__EXERCISE OBJECTIVE__
Put everything from the line containing "Challenge: I say the red" down to the line containing "[0,186,214,343]", both included, into a Markdown table with the columns No. and Line. Number each line in order and leave out any blank ones.

__DATA SUPPLIED__
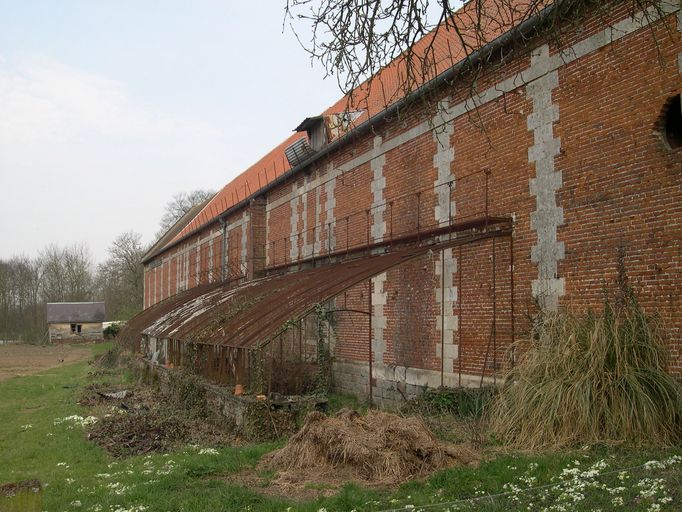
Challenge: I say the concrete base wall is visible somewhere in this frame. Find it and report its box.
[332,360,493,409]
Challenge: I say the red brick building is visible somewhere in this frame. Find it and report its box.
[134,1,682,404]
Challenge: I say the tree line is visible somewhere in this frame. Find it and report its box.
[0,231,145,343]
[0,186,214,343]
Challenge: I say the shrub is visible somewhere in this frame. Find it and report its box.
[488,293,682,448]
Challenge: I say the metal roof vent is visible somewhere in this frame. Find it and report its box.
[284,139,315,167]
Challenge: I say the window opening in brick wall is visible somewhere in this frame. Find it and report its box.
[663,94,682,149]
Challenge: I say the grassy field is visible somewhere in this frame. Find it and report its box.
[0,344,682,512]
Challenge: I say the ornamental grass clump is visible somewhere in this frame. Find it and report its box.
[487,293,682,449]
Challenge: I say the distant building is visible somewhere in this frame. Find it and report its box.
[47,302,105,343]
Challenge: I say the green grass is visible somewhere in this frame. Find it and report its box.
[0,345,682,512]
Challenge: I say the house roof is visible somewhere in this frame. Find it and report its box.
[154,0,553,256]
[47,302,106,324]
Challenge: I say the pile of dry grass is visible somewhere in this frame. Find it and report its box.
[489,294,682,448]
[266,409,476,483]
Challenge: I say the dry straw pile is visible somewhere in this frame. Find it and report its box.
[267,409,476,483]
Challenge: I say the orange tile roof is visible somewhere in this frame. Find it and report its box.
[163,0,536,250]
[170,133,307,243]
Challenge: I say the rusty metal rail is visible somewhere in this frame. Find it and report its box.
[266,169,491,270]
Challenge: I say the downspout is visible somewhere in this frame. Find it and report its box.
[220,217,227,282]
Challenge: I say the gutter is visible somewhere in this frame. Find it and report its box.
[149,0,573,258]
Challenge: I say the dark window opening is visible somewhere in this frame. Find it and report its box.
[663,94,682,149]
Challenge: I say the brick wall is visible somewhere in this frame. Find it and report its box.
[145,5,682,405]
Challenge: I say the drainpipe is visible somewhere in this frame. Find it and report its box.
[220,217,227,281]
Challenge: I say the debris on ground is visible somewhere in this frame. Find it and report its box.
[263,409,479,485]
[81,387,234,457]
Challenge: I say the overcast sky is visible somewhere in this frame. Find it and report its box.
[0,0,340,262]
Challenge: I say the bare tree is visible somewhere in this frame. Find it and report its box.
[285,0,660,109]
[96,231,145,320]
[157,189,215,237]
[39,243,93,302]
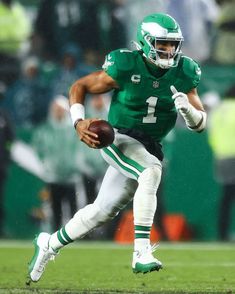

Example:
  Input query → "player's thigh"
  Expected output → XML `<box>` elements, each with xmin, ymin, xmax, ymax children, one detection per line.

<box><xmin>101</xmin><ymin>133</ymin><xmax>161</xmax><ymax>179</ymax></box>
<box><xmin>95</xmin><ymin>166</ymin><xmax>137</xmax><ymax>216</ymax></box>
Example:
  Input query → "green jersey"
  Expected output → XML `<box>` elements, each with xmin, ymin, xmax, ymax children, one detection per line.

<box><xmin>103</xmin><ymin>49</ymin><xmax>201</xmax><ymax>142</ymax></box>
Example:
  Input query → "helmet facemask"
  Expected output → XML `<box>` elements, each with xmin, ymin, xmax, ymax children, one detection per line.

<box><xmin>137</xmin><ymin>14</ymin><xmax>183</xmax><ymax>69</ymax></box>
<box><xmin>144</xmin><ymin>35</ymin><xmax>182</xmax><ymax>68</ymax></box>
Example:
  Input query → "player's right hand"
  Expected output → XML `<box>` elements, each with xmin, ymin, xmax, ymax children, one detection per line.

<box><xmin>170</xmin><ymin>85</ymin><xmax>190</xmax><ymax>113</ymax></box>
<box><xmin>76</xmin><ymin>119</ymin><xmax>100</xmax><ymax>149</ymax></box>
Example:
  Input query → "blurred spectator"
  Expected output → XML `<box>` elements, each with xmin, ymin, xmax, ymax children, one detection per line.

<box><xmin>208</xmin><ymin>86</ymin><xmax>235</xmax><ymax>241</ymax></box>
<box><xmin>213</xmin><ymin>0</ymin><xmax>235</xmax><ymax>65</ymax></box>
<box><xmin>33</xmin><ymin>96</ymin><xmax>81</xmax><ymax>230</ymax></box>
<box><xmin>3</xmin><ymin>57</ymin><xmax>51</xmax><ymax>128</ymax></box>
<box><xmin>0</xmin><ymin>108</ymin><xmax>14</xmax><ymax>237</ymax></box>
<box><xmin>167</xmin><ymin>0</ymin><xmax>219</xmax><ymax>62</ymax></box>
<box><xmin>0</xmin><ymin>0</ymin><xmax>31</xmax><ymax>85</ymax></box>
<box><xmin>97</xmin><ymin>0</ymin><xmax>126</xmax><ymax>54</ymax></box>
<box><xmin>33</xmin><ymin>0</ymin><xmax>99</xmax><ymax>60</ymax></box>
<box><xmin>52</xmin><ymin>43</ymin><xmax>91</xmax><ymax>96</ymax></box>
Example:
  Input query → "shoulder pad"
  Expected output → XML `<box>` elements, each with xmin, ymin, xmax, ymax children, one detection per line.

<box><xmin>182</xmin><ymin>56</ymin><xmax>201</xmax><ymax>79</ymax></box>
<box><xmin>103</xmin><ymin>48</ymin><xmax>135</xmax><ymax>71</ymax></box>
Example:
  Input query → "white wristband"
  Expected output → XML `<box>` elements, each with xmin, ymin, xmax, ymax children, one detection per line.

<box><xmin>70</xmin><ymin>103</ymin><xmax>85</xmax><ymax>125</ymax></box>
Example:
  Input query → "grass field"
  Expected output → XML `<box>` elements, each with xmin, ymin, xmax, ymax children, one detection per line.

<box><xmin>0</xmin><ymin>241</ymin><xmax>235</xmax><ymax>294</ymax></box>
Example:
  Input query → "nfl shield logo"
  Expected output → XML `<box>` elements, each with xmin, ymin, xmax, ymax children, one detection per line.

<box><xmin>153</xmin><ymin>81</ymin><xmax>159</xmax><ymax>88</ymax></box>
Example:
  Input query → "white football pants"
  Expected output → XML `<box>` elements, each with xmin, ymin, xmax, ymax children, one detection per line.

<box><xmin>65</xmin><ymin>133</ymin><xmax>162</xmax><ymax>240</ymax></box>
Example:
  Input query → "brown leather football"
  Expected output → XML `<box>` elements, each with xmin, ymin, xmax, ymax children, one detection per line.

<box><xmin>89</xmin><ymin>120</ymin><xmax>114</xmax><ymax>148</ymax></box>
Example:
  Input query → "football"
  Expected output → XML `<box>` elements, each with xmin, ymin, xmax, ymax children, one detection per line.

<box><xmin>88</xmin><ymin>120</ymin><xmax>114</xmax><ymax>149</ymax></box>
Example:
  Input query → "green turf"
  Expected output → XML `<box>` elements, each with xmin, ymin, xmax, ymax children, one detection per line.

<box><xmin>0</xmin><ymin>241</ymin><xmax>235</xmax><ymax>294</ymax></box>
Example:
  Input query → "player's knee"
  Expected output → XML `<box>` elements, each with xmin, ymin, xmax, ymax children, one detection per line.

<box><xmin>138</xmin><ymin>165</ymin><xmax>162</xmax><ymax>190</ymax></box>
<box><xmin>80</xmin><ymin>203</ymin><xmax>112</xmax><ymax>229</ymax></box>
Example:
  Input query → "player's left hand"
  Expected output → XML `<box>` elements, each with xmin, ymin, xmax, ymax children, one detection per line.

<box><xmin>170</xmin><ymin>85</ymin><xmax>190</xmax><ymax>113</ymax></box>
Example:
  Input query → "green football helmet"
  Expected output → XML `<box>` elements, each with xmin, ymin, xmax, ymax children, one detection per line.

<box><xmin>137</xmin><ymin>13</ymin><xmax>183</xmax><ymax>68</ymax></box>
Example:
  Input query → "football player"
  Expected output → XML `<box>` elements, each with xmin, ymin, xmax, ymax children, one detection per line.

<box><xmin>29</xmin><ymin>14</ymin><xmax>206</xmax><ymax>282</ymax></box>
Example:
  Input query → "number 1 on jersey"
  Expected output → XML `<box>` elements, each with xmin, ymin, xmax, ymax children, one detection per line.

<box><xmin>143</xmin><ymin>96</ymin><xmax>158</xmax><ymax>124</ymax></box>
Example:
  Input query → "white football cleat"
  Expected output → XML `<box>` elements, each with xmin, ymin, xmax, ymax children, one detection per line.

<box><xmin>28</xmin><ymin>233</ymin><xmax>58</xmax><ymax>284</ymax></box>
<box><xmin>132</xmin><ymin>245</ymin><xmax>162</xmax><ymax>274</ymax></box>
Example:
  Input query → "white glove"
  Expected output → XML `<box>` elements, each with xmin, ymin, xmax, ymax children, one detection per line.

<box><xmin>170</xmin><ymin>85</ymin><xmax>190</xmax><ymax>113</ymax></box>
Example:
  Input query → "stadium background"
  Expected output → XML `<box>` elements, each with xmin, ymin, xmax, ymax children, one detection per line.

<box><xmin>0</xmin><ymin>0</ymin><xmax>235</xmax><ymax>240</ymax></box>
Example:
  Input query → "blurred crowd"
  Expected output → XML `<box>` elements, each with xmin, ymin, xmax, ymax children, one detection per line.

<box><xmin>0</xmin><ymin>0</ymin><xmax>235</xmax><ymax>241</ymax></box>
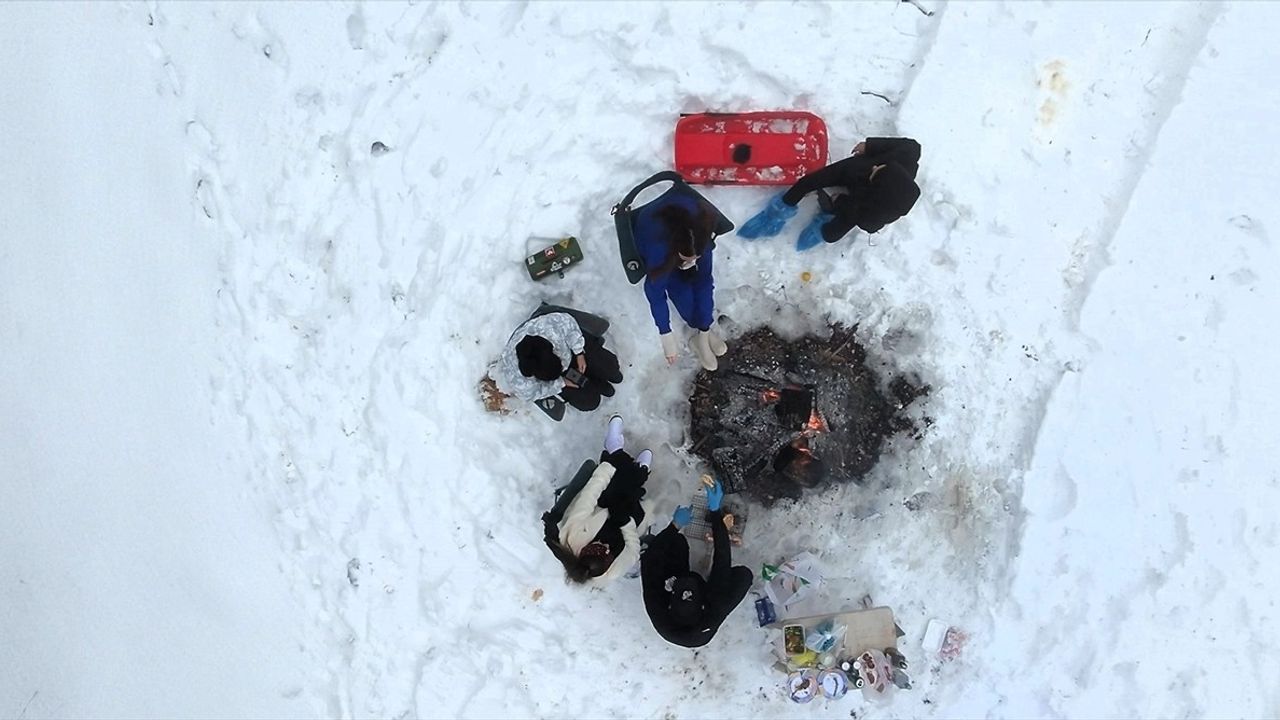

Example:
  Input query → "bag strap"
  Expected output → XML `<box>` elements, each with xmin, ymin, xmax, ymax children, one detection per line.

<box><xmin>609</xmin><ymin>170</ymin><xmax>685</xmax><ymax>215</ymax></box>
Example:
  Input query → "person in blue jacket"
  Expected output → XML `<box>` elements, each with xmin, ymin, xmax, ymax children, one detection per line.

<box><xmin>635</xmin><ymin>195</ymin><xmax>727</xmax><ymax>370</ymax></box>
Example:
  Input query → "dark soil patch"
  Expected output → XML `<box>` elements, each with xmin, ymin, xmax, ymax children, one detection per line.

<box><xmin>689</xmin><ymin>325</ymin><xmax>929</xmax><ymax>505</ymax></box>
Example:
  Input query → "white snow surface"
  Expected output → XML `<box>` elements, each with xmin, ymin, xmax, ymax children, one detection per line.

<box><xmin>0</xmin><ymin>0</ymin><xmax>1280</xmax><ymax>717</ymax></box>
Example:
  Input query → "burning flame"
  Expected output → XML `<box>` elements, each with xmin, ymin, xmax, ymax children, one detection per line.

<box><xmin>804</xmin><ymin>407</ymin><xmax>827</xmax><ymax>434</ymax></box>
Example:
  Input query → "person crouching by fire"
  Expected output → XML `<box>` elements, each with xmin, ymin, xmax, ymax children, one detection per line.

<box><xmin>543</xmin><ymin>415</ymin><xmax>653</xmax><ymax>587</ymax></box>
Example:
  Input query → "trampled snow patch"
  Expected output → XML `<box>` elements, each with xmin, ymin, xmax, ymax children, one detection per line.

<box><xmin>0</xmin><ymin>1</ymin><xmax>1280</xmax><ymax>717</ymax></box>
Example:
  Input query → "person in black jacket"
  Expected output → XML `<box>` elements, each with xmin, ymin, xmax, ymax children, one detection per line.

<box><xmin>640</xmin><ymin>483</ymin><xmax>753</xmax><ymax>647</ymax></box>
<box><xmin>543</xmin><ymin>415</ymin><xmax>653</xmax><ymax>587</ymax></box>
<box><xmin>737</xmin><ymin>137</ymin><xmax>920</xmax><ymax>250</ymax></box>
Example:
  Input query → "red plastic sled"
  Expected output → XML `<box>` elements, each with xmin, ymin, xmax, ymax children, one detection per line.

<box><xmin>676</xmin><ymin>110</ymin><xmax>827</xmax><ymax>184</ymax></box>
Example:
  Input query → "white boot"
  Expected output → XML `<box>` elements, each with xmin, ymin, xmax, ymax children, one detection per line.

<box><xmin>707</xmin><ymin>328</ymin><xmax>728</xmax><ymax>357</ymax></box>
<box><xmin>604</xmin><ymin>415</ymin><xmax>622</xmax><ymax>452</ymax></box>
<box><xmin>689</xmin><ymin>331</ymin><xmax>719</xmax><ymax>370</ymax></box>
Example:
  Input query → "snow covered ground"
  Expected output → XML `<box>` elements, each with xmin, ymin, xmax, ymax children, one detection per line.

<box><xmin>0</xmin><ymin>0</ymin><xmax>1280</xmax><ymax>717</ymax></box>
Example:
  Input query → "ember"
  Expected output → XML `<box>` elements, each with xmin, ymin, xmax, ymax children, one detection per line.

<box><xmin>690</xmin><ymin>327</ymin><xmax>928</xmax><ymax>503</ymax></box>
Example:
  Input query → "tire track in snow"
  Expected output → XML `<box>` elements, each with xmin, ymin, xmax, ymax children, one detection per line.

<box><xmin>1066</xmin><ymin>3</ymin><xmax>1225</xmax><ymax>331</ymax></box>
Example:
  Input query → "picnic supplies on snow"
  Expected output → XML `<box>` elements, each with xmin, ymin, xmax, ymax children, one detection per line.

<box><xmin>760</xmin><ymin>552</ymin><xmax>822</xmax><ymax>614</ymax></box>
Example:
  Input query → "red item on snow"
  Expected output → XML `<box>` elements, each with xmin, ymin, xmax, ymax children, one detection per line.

__RESPONSE__
| No. | Line |
|---|---|
| 1 | Challenge: I say the red brick building is visible somewhere in this frame. Find it and report its box. |
| 2 | [134,1,682,404] |
| 3 | Challenge: I say the tree line is visible somewhere in this frame. Find it and report its box. |
| 4 | [0,231,145,343] |
| 5 | [0,186,214,343] |